▶ What to work on
Output the line that contains "of the football" and every line after it to the end of the entries, with nothing added or left out.

▶ Provided records
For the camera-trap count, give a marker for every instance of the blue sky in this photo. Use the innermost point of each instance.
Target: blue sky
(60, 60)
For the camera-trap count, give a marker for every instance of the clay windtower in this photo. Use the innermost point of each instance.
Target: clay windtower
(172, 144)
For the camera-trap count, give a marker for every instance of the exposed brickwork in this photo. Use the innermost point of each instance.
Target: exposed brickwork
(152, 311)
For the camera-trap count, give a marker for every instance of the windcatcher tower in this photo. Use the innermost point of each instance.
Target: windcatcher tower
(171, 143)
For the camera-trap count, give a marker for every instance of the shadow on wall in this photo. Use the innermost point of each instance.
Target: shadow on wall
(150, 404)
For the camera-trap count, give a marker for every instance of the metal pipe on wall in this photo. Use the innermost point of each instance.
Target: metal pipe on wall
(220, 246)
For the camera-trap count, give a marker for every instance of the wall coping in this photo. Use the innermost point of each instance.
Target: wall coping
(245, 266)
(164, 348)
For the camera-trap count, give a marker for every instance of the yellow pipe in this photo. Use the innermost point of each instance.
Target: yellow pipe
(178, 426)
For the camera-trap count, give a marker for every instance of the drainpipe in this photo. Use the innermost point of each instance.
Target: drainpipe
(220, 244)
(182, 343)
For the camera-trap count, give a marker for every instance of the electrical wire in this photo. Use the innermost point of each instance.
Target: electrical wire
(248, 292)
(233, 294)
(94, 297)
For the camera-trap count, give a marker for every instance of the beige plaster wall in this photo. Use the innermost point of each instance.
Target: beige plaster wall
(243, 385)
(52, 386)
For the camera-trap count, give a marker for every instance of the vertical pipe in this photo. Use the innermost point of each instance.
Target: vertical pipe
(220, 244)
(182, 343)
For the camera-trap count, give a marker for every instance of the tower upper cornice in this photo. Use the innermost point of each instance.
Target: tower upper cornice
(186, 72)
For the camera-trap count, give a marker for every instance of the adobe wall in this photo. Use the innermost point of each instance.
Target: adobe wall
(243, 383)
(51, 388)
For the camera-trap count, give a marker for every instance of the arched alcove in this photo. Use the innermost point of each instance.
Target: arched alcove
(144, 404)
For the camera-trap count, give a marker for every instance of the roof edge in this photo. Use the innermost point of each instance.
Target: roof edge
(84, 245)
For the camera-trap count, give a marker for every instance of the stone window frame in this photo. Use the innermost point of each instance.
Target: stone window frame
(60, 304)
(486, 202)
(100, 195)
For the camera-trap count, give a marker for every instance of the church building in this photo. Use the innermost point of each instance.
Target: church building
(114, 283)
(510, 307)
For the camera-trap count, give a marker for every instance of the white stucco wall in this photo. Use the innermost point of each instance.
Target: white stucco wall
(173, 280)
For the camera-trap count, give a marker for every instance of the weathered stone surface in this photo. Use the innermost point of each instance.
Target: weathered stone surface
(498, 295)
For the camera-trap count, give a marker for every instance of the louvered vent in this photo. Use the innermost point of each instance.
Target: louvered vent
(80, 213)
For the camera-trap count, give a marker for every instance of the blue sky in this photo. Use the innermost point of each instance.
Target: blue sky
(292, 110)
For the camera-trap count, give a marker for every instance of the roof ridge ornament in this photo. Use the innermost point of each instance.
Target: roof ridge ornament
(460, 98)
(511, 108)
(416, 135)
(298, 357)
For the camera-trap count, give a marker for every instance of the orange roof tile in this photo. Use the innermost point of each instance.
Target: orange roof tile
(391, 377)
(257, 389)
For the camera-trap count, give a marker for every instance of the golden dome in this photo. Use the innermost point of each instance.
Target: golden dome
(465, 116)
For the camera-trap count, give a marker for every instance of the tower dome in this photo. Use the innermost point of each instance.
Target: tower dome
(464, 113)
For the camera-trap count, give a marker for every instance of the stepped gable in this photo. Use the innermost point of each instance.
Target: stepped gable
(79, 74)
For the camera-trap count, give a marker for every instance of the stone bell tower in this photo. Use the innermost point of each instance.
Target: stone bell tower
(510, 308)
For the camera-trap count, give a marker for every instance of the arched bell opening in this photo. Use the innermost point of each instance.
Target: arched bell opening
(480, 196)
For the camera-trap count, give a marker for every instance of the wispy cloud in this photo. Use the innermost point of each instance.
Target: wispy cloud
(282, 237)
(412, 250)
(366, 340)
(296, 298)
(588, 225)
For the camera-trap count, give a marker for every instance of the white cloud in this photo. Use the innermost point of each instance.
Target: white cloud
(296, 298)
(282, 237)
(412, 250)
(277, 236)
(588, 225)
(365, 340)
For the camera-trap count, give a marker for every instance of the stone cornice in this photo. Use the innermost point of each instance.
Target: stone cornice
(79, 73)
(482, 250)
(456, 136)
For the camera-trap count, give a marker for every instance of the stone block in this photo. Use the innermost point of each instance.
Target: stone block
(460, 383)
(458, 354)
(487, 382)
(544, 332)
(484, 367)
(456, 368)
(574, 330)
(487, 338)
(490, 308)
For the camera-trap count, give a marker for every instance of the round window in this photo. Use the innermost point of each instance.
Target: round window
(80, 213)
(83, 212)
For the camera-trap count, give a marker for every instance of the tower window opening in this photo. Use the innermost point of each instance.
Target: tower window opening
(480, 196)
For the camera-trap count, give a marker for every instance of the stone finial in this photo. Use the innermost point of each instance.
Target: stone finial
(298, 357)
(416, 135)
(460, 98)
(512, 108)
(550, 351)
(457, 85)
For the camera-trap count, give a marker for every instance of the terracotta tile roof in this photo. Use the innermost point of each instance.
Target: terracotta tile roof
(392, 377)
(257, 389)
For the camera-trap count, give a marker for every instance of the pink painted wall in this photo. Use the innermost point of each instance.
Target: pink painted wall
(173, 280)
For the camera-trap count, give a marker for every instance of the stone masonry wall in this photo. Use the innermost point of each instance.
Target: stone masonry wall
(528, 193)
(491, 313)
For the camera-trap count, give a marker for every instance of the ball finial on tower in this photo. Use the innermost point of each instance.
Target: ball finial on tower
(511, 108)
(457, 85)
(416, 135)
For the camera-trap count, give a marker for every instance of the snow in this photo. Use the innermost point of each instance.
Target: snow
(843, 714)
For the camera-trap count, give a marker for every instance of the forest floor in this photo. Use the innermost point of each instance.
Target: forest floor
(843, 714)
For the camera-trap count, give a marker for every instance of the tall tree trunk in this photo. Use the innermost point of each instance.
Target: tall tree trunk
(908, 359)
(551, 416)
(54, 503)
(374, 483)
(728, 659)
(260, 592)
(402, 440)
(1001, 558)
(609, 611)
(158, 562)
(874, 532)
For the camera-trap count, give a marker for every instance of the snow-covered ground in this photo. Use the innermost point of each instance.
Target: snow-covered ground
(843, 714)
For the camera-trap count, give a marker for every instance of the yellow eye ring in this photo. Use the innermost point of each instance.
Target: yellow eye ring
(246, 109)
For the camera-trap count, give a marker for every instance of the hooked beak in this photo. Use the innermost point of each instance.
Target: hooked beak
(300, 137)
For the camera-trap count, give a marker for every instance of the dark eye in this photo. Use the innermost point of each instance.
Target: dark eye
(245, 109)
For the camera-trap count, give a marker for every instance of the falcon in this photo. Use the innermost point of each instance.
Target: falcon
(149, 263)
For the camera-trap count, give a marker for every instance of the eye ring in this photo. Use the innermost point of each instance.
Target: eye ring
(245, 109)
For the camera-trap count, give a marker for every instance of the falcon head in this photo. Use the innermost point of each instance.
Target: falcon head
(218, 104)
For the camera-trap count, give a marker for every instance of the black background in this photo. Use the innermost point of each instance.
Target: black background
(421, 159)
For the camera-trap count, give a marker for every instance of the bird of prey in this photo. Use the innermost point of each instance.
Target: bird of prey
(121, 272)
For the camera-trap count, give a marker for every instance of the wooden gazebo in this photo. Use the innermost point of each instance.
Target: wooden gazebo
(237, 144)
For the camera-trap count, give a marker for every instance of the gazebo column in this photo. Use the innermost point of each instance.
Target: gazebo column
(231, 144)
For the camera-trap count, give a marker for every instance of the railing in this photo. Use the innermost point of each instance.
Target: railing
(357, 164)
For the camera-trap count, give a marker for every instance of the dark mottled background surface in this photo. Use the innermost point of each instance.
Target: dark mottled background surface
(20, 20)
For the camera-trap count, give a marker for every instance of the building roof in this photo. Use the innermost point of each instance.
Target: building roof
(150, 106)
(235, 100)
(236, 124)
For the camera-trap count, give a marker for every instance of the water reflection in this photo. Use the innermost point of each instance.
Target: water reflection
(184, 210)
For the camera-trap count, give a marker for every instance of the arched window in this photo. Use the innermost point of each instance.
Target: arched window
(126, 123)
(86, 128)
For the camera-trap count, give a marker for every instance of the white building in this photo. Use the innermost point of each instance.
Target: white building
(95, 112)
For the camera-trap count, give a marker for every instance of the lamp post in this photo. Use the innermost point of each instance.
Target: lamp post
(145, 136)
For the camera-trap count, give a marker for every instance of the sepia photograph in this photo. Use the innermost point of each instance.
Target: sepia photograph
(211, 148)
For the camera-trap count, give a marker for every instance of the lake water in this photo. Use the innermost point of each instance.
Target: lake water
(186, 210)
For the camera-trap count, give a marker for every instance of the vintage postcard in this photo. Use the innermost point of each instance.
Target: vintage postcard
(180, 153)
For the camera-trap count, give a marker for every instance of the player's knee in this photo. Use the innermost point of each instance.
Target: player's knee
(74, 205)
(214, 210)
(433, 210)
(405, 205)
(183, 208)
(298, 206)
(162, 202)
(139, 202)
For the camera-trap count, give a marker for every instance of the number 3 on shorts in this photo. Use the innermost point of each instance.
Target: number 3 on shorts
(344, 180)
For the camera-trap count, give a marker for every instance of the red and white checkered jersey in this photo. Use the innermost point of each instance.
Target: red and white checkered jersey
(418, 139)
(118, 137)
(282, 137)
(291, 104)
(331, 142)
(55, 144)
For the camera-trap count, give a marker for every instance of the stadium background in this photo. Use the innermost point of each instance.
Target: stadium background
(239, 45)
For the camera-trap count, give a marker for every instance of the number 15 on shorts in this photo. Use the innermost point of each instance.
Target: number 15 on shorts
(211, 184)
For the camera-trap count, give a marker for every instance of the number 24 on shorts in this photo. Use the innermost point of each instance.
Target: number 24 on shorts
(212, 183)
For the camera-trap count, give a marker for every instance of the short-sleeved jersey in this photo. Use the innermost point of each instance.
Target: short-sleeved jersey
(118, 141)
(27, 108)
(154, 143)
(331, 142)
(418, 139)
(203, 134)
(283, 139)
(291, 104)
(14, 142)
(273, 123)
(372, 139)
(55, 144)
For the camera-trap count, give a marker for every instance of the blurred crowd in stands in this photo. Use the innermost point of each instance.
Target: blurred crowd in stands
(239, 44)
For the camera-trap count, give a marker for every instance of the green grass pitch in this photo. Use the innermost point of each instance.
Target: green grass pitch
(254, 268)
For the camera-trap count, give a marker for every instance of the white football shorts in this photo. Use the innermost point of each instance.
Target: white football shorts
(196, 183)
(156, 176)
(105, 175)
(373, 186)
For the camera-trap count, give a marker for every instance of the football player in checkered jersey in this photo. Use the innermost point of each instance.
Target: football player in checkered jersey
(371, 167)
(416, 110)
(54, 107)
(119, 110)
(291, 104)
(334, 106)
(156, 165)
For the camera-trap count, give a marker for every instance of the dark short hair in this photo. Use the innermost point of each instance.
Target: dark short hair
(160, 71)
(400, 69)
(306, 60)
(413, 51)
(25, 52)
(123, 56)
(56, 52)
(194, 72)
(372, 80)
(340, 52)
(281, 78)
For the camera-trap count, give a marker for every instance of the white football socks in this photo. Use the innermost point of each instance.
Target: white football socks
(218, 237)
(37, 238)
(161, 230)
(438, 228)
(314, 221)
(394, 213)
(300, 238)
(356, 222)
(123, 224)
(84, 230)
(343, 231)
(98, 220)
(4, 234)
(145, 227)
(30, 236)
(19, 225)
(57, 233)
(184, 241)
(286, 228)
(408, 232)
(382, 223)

▶ Solution below
For the camera-trap count, give a marker for every instance of the football player in checkered jersey in this photo. Use the innermost point of each instance.
Target: football player in checkered jersey
(371, 167)
(416, 110)
(54, 107)
(119, 110)
(291, 104)
(334, 106)
(156, 165)
For the camera-trap count, give a marker for every instance of the dark short hair in this photo. Use the innermost point of each instance.
Target: dark short hair
(160, 71)
(400, 69)
(306, 60)
(413, 51)
(25, 52)
(123, 56)
(56, 52)
(194, 72)
(372, 80)
(340, 52)
(281, 78)
For the camera-trap count, give a marker for every instance of the white football socks in this photo. Use the innermost point of each instance.
Target: white football socks
(218, 237)
(37, 238)
(161, 230)
(438, 228)
(314, 221)
(394, 213)
(300, 238)
(356, 222)
(123, 224)
(84, 230)
(343, 231)
(98, 220)
(4, 234)
(145, 227)
(30, 236)
(19, 225)
(57, 233)
(184, 241)
(286, 228)
(408, 232)
(382, 223)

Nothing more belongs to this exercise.